**Problem to work on**. Restate every line of the material, word for word.

**Dataset records**.

= = = =

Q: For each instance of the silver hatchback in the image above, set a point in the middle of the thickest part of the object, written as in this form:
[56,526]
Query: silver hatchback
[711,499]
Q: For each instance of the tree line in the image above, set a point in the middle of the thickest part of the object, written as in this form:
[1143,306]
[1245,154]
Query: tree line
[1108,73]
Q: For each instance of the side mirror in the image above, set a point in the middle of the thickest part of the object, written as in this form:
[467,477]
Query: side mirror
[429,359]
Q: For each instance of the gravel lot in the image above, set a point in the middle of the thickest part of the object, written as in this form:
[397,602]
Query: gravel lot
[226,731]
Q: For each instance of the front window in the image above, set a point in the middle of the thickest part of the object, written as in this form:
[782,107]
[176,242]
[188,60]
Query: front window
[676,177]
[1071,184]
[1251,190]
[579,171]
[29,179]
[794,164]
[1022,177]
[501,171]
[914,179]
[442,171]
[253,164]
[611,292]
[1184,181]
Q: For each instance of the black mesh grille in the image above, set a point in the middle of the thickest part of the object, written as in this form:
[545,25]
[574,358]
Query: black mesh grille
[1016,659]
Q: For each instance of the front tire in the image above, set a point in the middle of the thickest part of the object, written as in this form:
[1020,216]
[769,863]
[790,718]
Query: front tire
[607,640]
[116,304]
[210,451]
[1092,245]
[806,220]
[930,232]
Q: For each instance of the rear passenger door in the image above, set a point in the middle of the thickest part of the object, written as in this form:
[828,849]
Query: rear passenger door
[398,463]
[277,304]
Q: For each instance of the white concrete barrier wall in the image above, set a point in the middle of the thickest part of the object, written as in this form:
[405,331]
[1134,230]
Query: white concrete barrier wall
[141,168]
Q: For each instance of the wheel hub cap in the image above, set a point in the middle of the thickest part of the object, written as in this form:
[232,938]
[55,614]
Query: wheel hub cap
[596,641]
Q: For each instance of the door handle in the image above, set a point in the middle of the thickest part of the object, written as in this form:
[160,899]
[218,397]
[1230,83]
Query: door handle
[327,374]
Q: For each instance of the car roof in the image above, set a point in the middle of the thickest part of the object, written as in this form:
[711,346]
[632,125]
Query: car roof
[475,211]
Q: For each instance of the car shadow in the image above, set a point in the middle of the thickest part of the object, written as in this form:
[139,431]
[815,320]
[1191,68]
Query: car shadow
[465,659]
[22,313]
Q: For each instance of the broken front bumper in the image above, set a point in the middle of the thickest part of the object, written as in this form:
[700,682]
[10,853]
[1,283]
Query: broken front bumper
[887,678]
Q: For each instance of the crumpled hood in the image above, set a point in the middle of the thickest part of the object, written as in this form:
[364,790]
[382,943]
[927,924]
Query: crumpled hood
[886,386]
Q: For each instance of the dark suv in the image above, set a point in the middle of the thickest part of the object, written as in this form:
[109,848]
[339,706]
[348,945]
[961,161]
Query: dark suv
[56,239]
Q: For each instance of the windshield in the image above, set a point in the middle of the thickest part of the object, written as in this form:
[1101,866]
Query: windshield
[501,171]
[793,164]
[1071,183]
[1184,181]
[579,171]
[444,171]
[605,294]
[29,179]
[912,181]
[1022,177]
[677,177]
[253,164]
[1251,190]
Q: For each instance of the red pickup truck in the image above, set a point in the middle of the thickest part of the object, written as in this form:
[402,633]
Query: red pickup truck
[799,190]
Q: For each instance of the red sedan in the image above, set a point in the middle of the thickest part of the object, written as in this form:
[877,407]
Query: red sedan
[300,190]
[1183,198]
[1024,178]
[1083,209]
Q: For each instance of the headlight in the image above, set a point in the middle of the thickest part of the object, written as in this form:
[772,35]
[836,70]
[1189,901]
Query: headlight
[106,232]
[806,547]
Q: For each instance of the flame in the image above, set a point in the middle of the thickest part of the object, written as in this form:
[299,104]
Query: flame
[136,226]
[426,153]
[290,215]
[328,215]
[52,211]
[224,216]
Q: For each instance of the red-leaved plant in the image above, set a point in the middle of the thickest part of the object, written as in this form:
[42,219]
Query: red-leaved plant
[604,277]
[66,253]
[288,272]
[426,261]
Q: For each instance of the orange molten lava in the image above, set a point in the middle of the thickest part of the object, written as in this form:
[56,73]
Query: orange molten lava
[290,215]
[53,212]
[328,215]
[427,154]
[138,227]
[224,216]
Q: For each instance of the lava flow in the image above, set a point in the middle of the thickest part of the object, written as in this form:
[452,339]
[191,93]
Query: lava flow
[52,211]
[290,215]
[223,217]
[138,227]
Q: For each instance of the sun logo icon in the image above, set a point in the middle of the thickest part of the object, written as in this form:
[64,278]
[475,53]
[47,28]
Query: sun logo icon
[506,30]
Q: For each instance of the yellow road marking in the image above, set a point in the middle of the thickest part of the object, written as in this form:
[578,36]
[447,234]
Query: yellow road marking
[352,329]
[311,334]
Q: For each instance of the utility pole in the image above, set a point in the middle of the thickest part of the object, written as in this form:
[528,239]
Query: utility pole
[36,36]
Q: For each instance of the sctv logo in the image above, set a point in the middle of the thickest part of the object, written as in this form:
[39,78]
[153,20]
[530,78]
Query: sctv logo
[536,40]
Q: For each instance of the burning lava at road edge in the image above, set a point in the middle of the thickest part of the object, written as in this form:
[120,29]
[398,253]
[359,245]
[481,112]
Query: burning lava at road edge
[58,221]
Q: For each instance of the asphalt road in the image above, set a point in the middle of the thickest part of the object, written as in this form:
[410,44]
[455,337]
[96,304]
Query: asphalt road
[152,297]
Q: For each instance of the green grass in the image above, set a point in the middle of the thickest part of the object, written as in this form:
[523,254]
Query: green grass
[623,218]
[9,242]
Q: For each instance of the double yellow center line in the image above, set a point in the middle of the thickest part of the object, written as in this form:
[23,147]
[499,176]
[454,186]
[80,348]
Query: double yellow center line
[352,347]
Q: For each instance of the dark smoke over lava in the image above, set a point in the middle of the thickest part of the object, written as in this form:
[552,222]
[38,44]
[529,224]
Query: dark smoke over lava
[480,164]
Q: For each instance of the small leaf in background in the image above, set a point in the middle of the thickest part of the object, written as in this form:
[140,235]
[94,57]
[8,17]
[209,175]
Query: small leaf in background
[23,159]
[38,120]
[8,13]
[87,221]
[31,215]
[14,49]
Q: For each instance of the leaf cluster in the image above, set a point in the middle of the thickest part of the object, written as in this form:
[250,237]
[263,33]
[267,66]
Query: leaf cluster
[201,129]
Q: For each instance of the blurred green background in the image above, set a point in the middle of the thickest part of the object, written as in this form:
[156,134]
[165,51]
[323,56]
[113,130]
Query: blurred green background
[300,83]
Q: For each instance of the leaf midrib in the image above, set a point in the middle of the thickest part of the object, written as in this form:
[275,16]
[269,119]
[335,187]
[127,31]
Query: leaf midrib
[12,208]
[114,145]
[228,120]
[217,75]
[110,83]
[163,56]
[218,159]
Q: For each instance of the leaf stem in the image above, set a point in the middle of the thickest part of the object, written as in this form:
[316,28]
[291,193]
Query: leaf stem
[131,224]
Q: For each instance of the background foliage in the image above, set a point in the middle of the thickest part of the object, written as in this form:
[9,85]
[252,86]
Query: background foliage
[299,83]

= = = =

**The completed task**.
Q: For each instance of the silver hatchback in the image above, set a point in the middle of the thickest part of the object, written as in this form:
[56,526]
Query: silver hatchback
[711,499]
Q: For each instance of the tree line in the image above, set a point in the middle of the thickest part of the object, written as in this form:
[1143,306]
[1245,154]
Query: tree line
[1108,73]
Q: For each instance of the side mirror in the image above, set a point in the middle of the thickest part of the object, written as in this form:
[467,477]
Query: side mirror
[429,359]
Q: For each instance of the gravel lot in the image above, set a point in the middle of the thickest part of the object, written as in this form:
[397,602]
Query: gravel lot
[226,731]
Q: For each instance of the front window in the image above, set a point in the middle of the thickest part of the object, written as in this form:
[782,107]
[176,242]
[188,60]
Query: front window
[676,177]
[1071,184]
[1251,190]
[579,171]
[29,179]
[794,164]
[1022,177]
[501,171]
[914,179]
[442,171]
[253,164]
[611,292]
[1184,181]
Q: For each instance of the black mesh grille in the image above, set a point in the middle of the thickest part of the object, written as in this form:
[545,25]
[574,358]
Query: black mesh grille
[1016,659]
Q: For each instance of the front tire in the image above, set a point in the middle of the thickest part of the object, written as in this form:
[1020,216]
[769,863]
[790,718]
Query: front tire
[607,640]
[116,304]
[210,451]
[1092,245]
[806,220]
[930,232]
Q: For each instance of the rear passenger door in the image above, set a point in the middle of the thickest part of the object, written as in this form:
[828,849]
Query: rear passenger door
[398,463]
[277,304]
Q: For each instance of the white concrete barrier wall in the image above, set a point in the middle of the thickest part of the object, written as in this form:
[405,331]
[1134,230]
Query: white concrete barrier wall
[141,168]
Q: For each instance of the wheel hub cap in the image above, set a point in the middle of the thickest part of the object, written as in this form:
[232,938]
[55,614]
Query: wheel hub cap
[596,641]
Q: For each instance of the door handle in the image above, set a point in the middle of the thickest part of the object, written as in this form:
[160,899]
[218,397]
[1230,83]
Query: door handle
[327,374]
Q: For each instance of the car roof in the image above, set a point in the middle of the thickest part of the object, written as in this form:
[711,346]
[632,125]
Query: car roof
[475,211]
Q: For each instance of the car shadow in the image above, set a point in the middle of the thickest part of the object, written as in this form:
[139,431]
[815,320]
[1191,68]
Query: car shadow
[465,659]
[22,313]
Q: For each instance of the broken front bumper in the image above, set a point in the middle of the thickest part of the object, written as in this form:
[700,682]
[10,853]
[1,283]
Query: broken front bumper
[887,678]
Q: For each instance of the crumpled hood in the image above, set a point in the middle of the thickest part of the object, written as in this form:
[364,790]
[382,943]
[927,924]
Query: crumpled hood
[886,386]
Q: For each instance of the dark suv in the image above, set a point in the middle of the thickest part of the object, written as in this form:
[109,848]
[339,706]
[348,945]
[961,161]
Query: dark suv
[56,239]
Q: For each instance of the windshield in the image above, set a point in the middle of the thickest part of the object, written as in this form:
[1101,866]
Query: windshield
[501,171]
[793,164]
[1071,183]
[1184,181]
[579,171]
[444,171]
[605,294]
[29,179]
[912,181]
[1022,177]
[677,177]
[253,164]
[1251,190]
Q: For each instance of the red pickup truck in the image above, set a point in the middle of the thickest part of the object, written as in this form:
[402,633]
Query: red pickup truck
[799,190]
Q: For each instance of the red sedan in the image above, set a point in the middle of the thickest part of the object, written as in this form:
[877,407]
Query: red sedan
[300,190]
[1183,198]
[1024,178]
[1083,209]
Q: For each instance of the headlight in the image above, set a point in the middle of the thickest part of the object, written as in this form:
[772,35]
[836,70]
[1189,901]
Query: headlight
[106,232]
[806,547]
Q: For each instance of the flame in the image above, set a point in the middle of the thickest part of the object, written as in this form:
[299,104]
Query: flame
[136,226]
[426,153]
[290,215]
[328,215]
[52,211]
[224,216]
Q: For each instance of the red-leaved plant in the image above, set a point in the middle of the thickest part of the object, written as in this form:
[42,219]
Query: red-leaved plant
[604,277]
[66,253]
[288,272]
[426,261]
Q: For each instance of the orange molten lava in the image above, set a point in the middle of the thickest part of the object, written as in this form:
[56,73]
Query: orange molten lava
[290,215]
[53,212]
[328,215]
[427,154]
[138,227]
[224,216]
Q: For each instance of the lava flow in the image above, set a point in the middle of the thickest part of the object, written as in this form:
[452,339]
[191,93]
Query: lava flow
[52,211]
[290,215]
[223,217]
[138,227]
Q: For each instance of the sun logo icon in the image above, set a point in the middle of the thickest part of the object, written as in this form:
[64,278]
[475,53]
[47,28]
Query: sun logo icon
[506,30]
Q: For each instance of the yellow road marking in the image above, set a point in the middle of the thickest part of the object, written as in this form:
[578,36]
[447,234]
Query: yellow road marking
[352,329]
[311,334]
Q: For each instance of the utility pole in the image above, set a point in the middle of the thickest part of the object, written as in this form:
[528,239]
Query: utility pole
[36,36]
Q: For each instance of the sctv logo in the image above, set a point in the middle of the thickest part of the object, written as in this form:
[39,78]
[153,20]
[530,78]
Query: sctv logo
[536,40]
Q: For each instance of the burning lava at road edge in the image above, set a point in the middle of the thickest part of the object, written as in this form:
[120,29]
[398,253]
[359,245]
[481,112]
Query: burning lava at road edge
[58,221]
Q: For each instance of the asphalt road in the image above, set a point in the middle of the thickest part of the object, written as in this form:
[410,44]
[455,337]
[96,304]
Query: asphalt road
[152,297]
Q: For each instance of the green grass in the image above, set a point in the middle of the thickest part of the object, written as in this form:
[523,254]
Query: green grass
[623,218]
[9,242]
Q: For each instance of the double yellow center line in the image above, set a point in the middle of the thickest part of the object, written as in this form:
[23,147]
[499,176]
[454,186]
[80,348]
Query: double yellow center line
[352,347]
Q: For each instance of the dark smoke over lava in the image above, set a point in the middle of the thickest part of the object, written as in this form:
[552,222]
[38,44]
[529,224]
Query: dark smoke over lava
[480,164]
Q: For each instance of the small leaf in background in the image above, set a point in the middle of the thickest part of the object, written as in this form:
[140,235]
[94,57]
[8,17]
[209,175]
Query: small leaf in background
[23,159]
[38,120]
[8,13]
[87,221]
[31,215]
[14,49]
Q: For each instance of the leaf cluster in the image above, set a point in the middle of the thickest part of the object, written as in this form:
[250,237]
[263,33]
[267,66]
Query: leaf cluster
[201,129]
Q: For each instance of the blurred green background in the image above, set a point in the middle of the thickest part of the object, written as in this form:
[156,134]
[165,51]
[323,56]
[113,130]
Query: blurred green background
[300,83]
Q: For each instance of the leaf midrib in the image above, set a point in the middle of the thickest part of the object, written as in this form:
[275,16]
[269,119]
[335,187]
[127,31]
Query: leaf midrib
[12,208]
[114,145]
[228,120]
[217,75]
[110,83]
[163,56]
[218,159]
Q: For each instance of the leaf stem in the image above, set a point in the middle of the thickest part of the object, written as in this form:
[316,28]
[291,193]
Query: leaf stem
[131,224]
Q: For each instance of the background foliage in the image above, set a point in the middle of the thickest part of the object, written as in this form:
[9,85]
[252,86]
Query: background foliage
[299,83]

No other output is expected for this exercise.